- _REQUIRED WORK_
1 - Reproduce the passage of the Tory health-pledge article from "Leader Michael Howard" to "with the superbug.", word for word.
2 - Please carry on the article about Michael Howard's NHS plans, writing the next part after its final sentence.

- _PROVIDED TEXT_
#####

Tories promise end to waiting times

Howard: We would give matrons the power to close wards

Howard: We would give matrons the power to close wards

Matrons, not managers, would have the final say on whether to close wards under new plans announced by the Conservatives.

Leader Michael Howard said that the increase in incidences of the superbug MRSA was the “most damning indictment” of Labour’s record.

And he claimed that a National Audit Office report suggested that one in ten infection control teams reported that their recommendation to close a ward because of infection has been refused or discouraged by the chief executive because of performance targets.

Mr Howard said that a Conservative government would give doctors and nurses the powers to make such decisions.

He said: “Matrons – not bureaucrats – will decide which wards or operating theatres are closed because they have been infected with the superbug.

“We’ll require hospitals to publish their infection levels so that patients know which hospitals are the cleanest. And we’ll give them the right to choose to be treated in those hospitals.”

Claiming that the NHS was failing many people in Britain today, Mr Howard said that improving the health service was the reason he came back into frontline politics.

He said: “I came back into frontline politics because I saw people in my constituency in Kent being let down by our NHS. Yet just twenty miles across the Channel, in France, people have routine access to a quality of healthcare that we hardly think possible in Britain: a publicly-funded system, which puts the patients first, and has no waiting lists.

#####

- _INFORMATION PROVIDED_
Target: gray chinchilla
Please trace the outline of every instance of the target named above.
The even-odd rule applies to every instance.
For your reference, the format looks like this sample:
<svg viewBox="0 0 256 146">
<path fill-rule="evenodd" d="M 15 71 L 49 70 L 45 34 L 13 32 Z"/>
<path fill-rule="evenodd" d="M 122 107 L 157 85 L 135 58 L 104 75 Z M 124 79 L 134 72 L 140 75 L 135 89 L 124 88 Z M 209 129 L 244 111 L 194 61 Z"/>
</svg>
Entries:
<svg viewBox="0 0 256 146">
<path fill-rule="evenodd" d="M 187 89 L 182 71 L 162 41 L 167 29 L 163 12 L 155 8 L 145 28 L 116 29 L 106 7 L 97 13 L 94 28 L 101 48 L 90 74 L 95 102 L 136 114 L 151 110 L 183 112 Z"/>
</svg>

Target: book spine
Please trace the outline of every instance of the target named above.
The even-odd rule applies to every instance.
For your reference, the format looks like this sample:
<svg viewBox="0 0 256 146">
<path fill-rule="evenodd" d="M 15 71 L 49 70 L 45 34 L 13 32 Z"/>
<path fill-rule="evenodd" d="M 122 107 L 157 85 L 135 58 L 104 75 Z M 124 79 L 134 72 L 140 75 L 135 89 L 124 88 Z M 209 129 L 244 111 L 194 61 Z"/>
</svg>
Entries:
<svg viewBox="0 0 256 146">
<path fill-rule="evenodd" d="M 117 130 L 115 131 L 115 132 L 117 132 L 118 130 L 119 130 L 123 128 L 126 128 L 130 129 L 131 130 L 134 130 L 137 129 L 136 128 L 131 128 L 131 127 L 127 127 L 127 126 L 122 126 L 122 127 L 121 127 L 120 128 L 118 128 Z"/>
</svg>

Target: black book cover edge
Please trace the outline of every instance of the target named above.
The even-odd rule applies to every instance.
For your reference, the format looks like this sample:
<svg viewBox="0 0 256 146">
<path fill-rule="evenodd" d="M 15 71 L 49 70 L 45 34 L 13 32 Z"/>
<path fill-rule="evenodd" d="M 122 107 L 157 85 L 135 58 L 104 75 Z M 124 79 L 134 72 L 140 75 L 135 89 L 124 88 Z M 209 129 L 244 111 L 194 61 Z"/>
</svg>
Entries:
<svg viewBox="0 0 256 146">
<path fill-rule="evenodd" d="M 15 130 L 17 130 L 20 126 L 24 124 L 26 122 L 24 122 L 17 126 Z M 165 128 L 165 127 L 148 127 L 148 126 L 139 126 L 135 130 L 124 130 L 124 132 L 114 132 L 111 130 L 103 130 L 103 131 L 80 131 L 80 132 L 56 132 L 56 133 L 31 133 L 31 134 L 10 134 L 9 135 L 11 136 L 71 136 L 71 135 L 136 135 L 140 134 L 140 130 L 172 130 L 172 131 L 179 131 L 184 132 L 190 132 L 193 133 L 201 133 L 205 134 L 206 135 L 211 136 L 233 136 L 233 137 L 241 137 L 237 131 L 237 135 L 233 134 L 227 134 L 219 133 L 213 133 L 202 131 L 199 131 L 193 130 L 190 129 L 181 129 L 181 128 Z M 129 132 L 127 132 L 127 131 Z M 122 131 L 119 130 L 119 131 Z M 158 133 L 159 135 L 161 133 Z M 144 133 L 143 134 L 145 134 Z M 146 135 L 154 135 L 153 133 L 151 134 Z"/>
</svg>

#####

- _OUTPUTS BY TASK_
1 -
Leader Michael Howard said that the increase in incidences of the superbug MRSA was the “most damning indictment” of Labour’s record.

And he claimed that a National Audit Office report suggested that one in ten infection control teams reported that their recommendation to close a ward because of infection has been refused or discouraged by the chief executive because of performance targets.

Mr Howard said that a Conservative government would give doctors and nurses the powers to make such decisions.

He said: “Matrons – not bureaucrats – will decide which wards or operating theatres are closed because they have been infected with the superbug.

2 -
“I have never accepted that we have to put up with a second-class health service in Britain. We are a first-class country, and we deserve first class health care.”

Mr Howard said that Labour’s pledge to reduce waiting times to 18 weeks would be “treated with derision it deserves” anywhere else in Europe.

Waiting lists, he said, would become a “thing of the past” under the Conservatives.

“Extra money, freeing hospitals from bureaucratic control and letting patients choose – that’s the way to make waiting lists become a thing of the past.”

Paul Burstow, the Liberal Democrat health spokesman, said that the Tory policies were “uncosted, unfair and unbelievable”.

He said: “The Tories have three kinds of health policy: uncosted, unfair and unbelievable. What the Tories really need to say is sorry. Sorry for making patients wait over 18 months for an operation. Sorry for driving dentists out of the NHS. Sorry for years of underfunding that has left the NHS still struggling with a legacy of staff shortages and deficits.

“When Michael Howard talks about choice it is choice for the few and long waits for the rest. Subsidising private treatment for those who can afford it will cost the NHS £1.2 billion before a single extra operation is ever performed.

“If Labour’s obsession with targets and lack of trust in frontline staff is the problem, the Tories have nothing to offer but quack medicine.”